:: RECORDED INFORMATION ::
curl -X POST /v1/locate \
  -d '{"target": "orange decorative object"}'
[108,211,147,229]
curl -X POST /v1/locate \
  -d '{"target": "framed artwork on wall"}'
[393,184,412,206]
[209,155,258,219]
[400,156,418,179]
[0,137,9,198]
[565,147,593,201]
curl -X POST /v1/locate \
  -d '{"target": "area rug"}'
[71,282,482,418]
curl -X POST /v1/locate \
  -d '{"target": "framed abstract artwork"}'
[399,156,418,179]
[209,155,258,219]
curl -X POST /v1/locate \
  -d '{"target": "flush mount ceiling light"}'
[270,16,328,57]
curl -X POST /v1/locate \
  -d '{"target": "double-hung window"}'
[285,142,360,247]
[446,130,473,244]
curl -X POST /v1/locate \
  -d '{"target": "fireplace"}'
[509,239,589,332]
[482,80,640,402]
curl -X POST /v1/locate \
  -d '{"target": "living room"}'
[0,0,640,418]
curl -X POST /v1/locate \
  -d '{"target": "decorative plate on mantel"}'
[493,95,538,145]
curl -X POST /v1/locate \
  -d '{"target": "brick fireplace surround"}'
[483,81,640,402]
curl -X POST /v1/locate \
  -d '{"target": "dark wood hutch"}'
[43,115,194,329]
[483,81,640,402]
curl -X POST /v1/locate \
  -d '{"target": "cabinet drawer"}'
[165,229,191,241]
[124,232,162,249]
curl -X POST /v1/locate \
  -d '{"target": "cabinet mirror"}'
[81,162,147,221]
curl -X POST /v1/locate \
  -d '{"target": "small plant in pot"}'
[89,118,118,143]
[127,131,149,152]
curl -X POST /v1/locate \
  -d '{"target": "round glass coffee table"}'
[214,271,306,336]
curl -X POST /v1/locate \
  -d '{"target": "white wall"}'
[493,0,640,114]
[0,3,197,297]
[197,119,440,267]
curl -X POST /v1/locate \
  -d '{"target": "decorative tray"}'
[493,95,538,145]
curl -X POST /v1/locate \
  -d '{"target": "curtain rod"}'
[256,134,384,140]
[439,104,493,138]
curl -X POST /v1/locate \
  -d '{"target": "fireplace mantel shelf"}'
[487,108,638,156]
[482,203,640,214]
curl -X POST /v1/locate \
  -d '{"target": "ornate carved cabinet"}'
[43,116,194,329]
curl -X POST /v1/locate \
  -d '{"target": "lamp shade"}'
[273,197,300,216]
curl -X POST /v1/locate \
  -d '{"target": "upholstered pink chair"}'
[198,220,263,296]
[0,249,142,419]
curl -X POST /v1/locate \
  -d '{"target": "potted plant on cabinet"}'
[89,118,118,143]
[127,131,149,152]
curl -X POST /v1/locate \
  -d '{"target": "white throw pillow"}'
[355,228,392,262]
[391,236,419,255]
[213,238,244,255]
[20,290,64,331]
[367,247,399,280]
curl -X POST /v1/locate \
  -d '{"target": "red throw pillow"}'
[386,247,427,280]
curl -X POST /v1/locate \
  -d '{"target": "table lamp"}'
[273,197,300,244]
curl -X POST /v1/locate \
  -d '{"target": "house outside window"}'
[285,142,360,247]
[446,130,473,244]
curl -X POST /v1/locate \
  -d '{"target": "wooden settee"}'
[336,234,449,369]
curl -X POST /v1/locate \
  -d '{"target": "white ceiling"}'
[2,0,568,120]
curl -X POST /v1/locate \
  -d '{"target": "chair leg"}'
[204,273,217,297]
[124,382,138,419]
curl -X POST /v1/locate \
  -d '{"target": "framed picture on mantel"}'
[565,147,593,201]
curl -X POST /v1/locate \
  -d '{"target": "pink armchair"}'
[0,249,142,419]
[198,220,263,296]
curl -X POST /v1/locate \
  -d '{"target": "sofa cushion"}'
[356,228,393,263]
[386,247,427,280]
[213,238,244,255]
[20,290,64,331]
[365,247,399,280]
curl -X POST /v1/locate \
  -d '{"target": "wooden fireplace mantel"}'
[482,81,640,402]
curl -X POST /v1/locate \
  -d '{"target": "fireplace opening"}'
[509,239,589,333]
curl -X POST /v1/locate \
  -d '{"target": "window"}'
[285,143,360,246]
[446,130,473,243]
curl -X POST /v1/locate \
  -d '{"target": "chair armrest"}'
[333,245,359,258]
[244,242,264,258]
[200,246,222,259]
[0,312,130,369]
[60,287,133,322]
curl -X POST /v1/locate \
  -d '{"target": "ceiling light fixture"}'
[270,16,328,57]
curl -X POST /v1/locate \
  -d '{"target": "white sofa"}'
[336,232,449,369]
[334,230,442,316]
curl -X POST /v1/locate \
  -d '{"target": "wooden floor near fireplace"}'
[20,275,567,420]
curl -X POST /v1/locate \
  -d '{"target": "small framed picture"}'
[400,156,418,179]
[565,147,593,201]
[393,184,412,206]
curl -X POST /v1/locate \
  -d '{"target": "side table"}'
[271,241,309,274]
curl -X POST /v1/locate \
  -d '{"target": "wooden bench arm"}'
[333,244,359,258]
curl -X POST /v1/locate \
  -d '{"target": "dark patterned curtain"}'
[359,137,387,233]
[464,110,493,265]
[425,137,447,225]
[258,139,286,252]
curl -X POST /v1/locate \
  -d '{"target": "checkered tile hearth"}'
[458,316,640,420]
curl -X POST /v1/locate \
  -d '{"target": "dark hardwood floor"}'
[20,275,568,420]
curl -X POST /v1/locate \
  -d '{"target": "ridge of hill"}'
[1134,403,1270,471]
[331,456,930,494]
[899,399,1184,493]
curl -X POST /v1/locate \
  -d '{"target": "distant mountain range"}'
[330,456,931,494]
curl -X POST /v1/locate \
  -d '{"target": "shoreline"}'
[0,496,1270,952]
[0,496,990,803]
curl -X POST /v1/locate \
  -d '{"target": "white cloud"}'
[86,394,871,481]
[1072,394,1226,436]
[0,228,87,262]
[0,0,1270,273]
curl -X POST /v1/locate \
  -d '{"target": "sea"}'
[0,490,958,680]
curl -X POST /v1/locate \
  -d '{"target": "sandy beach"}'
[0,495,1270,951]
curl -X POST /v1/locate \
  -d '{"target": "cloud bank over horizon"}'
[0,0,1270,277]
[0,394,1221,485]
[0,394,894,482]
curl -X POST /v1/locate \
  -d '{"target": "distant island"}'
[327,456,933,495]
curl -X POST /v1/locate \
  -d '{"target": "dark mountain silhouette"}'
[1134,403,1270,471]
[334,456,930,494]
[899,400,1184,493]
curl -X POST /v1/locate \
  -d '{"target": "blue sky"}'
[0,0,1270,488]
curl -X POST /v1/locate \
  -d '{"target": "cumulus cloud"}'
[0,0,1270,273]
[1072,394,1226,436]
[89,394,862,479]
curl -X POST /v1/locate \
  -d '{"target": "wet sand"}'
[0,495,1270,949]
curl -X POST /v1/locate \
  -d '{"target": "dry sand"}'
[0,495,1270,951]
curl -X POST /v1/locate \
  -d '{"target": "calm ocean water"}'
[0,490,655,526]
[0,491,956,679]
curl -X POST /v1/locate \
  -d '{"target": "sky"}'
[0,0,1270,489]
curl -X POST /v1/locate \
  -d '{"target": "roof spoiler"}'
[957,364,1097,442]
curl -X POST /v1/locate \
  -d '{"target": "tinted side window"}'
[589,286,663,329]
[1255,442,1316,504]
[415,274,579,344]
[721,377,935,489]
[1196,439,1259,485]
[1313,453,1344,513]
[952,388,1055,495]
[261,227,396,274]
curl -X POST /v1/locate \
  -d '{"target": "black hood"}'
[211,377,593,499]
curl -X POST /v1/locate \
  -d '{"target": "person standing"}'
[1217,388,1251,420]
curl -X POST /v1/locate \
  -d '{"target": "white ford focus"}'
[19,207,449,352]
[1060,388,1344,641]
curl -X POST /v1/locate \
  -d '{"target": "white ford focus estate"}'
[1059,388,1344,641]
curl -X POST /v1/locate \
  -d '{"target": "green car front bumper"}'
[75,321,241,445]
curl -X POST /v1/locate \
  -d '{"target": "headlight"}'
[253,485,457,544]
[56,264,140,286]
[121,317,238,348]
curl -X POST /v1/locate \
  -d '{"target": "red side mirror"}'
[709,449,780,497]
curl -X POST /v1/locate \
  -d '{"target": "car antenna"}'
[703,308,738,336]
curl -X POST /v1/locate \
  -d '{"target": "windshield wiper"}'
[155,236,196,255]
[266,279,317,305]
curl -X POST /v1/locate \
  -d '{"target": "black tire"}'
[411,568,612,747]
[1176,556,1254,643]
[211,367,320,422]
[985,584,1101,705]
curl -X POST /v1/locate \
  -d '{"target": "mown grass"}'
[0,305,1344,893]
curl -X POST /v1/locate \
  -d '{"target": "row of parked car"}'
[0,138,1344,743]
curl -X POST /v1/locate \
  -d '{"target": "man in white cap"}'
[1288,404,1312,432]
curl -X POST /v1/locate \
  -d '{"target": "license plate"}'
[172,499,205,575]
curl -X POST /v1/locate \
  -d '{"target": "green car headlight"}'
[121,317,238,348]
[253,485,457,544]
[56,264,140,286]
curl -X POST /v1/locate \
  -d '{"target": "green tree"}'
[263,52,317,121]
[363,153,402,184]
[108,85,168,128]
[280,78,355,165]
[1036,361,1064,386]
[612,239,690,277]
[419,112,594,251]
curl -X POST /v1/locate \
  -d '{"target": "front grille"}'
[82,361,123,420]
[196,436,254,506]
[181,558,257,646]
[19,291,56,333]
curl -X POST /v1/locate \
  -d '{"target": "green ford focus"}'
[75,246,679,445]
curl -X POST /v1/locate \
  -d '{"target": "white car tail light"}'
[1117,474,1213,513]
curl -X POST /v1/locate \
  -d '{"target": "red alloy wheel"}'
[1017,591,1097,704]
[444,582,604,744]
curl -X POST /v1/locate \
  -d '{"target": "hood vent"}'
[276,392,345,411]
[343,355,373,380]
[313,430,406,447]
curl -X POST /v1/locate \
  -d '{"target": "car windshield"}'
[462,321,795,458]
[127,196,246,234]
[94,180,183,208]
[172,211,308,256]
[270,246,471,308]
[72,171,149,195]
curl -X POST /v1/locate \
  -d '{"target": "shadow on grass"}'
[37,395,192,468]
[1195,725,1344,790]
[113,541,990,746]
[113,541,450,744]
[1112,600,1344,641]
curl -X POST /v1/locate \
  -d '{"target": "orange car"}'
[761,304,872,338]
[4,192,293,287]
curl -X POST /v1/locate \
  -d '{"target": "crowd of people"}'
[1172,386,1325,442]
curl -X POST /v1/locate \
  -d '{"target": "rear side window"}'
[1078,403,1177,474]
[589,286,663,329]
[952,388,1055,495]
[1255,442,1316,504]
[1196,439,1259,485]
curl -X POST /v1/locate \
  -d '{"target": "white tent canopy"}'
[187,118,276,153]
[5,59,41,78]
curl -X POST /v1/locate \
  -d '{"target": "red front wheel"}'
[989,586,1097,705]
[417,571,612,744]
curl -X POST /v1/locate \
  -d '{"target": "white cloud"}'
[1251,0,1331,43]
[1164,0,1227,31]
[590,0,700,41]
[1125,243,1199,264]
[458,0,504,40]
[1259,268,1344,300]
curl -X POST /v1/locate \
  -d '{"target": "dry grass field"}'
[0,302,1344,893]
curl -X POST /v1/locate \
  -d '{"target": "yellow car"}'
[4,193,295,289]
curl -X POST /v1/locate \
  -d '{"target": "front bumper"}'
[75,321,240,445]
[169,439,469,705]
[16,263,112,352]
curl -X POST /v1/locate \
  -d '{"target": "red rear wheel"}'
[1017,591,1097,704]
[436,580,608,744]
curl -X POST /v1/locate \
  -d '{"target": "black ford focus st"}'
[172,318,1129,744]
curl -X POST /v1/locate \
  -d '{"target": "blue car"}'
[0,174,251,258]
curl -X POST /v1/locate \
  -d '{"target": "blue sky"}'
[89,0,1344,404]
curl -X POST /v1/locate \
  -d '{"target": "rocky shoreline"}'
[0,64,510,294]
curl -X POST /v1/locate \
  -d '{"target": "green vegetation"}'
:::
WRITTEN TASK: Filter the records above down to every line containing the word "window", matching case exactly.

SOLVED EXERCISE:
  -d '{"target": "double-hung window"}'
  -d '{"target": "house outside window"}'
  -d '{"target": "window"}'
  -d '{"target": "tinted side window"}'
  -d '{"target": "rear side window"}'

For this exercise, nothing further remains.